Point-per-instance localization data:
⁂

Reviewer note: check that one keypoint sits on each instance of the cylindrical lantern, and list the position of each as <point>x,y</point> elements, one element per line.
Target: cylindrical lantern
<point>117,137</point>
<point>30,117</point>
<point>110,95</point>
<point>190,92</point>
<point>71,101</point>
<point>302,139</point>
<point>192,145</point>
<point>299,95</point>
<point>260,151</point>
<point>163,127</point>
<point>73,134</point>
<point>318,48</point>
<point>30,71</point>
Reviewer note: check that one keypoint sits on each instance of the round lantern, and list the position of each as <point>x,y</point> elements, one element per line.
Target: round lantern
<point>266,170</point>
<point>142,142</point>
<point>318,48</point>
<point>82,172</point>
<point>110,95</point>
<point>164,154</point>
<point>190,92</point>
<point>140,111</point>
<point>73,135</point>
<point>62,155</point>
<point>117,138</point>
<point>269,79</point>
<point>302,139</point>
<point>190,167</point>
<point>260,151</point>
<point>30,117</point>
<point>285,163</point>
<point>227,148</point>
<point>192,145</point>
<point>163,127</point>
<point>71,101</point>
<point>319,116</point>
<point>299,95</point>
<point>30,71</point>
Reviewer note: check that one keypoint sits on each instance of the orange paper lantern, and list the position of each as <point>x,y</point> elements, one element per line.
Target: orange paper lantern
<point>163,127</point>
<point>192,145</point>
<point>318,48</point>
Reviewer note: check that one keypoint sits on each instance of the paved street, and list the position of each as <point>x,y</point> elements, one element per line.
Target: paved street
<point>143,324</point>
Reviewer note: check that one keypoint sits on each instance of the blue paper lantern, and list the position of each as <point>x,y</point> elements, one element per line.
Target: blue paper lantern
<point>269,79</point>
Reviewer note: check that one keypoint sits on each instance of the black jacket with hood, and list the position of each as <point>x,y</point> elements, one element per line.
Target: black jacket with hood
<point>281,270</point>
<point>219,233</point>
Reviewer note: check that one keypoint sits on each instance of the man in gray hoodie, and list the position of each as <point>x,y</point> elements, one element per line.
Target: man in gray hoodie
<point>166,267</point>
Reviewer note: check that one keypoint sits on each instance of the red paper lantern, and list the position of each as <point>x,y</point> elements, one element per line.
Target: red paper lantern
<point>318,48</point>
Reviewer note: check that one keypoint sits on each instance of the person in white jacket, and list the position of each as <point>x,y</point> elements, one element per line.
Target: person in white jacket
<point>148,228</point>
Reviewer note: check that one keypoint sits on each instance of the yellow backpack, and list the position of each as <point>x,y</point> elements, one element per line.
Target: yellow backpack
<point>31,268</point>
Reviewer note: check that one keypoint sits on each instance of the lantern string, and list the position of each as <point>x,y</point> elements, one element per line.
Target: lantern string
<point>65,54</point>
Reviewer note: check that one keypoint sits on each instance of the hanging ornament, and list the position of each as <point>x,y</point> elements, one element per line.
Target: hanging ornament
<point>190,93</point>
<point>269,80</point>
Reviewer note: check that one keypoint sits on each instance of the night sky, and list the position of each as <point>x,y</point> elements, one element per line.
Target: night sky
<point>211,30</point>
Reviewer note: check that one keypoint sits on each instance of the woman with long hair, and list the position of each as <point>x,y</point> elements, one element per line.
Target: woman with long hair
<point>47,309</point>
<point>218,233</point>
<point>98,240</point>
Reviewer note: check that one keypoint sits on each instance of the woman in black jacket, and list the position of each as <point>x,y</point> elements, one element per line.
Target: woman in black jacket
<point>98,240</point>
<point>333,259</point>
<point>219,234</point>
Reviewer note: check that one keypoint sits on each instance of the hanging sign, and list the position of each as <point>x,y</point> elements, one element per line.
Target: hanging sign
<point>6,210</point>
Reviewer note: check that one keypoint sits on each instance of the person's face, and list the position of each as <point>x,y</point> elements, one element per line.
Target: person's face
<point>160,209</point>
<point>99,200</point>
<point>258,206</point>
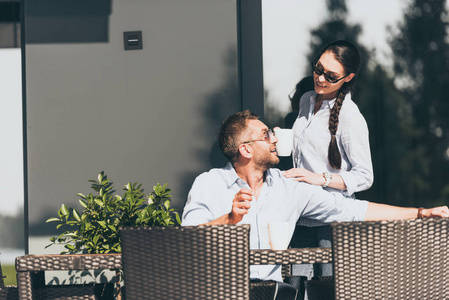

⁂

ABOUT THIS EXERCISE:
For your answer, write out the data exactly and drop every picture.

SOLUTION:
Reviewer note: check that one keypoint sits on each instance of the cylindrical lantern, and list the position of each as <point>x,y</point> elements, one element per line.
Target: cylindrical lantern
<point>117,137</point>
<point>30,117</point>
<point>110,95</point>
<point>190,92</point>
<point>71,101</point>
<point>302,139</point>
<point>192,145</point>
<point>299,95</point>
<point>260,151</point>
<point>163,127</point>
<point>73,134</point>
<point>318,48</point>
<point>30,71</point>
Reviewer note: check that one keypoint sits on each instance of the round lantern, and list the position of each as <point>x,y</point> elements, one element per line.
Target: round lantern
<point>266,170</point>
<point>142,142</point>
<point>318,48</point>
<point>82,172</point>
<point>110,95</point>
<point>164,154</point>
<point>190,92</point>
<point>140,111</point>
<point>73,135</point>
<point>62,155</point>
<point>117,138</point>
<point>269,79</point>
<point>302,139</point>
<point>190,167</point>
<point>260,151</point>
<point>30,117</point>
<point>285,163</point>
<point>227,148</point>
<point>192,145</point>
<point>163,127</point>
<point>71,101</point>
<point>319,116</point>
<point>299,95</point>
<point>30,71</point>
Reviewer note: check that one keypoint sits on each instance of the orange paper lantern, and list the position of each as <point>x,y</point> elements, one element per line.
Target: orange paper lantern
<point>163,127</point>
<point>192,145</point>
<point>318,48</point>
Reviewer note: check that one keypoint sits on each instance of the paved street, and list the position of each as <point>x,y</point> elements, one element per line.
Target: paved street
<point>143,324</point>
Reviewer note: check that one keypoint sits on each instance of the blue paper lantern, and list the position of each as <point>x,y</point> elements, one element per line.
Target: blue paper lantern
<point>269,79</point>
Reviewer note: check that one keypoint sits on each instance of the black jacket with hood, and list the position of each as <point>x,y</point> elements, one element per line.
Target: black jacket with hood
<point>281,270</point>
<point>219,233</point>
Reviewer note: check that one keypoint sits on each instance of the man in gray hoodie, and list the position of each as <point>x,y</point> elements, one element per line.
Target: man in gray hoodie
<point>166,267</point>
Reviewer note: check that one keypoint sits on each instance of the red paper lantern, and list the position of each as <point>x,y</point> elements, one element per line.
Target: red paper lantern
<point>318,48</point>
Reviewer note: check that one keypoint sits on each instance of the person in white jacket, and list the position of each as <point>x,y</point> elements, one element per line.
Target: person in white jacket
<point>148,228</point>
Reviewer note: check that one keypoint sits on each instance of the yellow backpack, and list the position of each as <point>x,y</point> elements, one element per line.
Target: yellow backpack
<point>31,268</point>
Reviewer note: check that one keypoint sits on each instance of the lantern string, and list the position of each as <point>x,y</point> elements, one element per line.
Target: lantern string
<point>65,54</point>
Reviewer note: check that one keypoint sits on each instance of the hanging ornament, and list the position of each as <point>x,y</point> elements, one element per line.
Target: hanging ornament
<point>190,93</point>
<point>269,80</point>
Reviewer note: check that one keypoint sits on each instance of the night sky, and list the position of each as <point>x,y</point> elements, one element per line.
Target: night sky
<point>211,30</point>
Reviewer note: check that one keypoint sits on each instance of the woman with long hair, and list the position of each as <point>x,y</point> elements, one element per line.
Target: woman with long hair
<point>47,309</point>
<point>218,233</point>
<point>98,240</point>
Reviewer note: check that one keypoint sits on each instance of the woman in black jacket, and list the position of each as <point>x,y</point> elements, one element per line.
Target: woman in black jacket
<point>98,240</point>
<point>333,259</point>
<point>219,234</point>
Reviewer note: check that one keypoint sits on each instance of the hanging sign, and list the position of each as <point>x,y</point> elements, one element per line.
Target: hanging sign
<point>6,210</point>
Reviewer note: check that one keypoint sits on each instance of the person's face, and list the position of each as <point>x,y</point> elements, one element per line.
Target: person's face
<point>160,209</point>
<point>99,200</point>
<point>258,206</point>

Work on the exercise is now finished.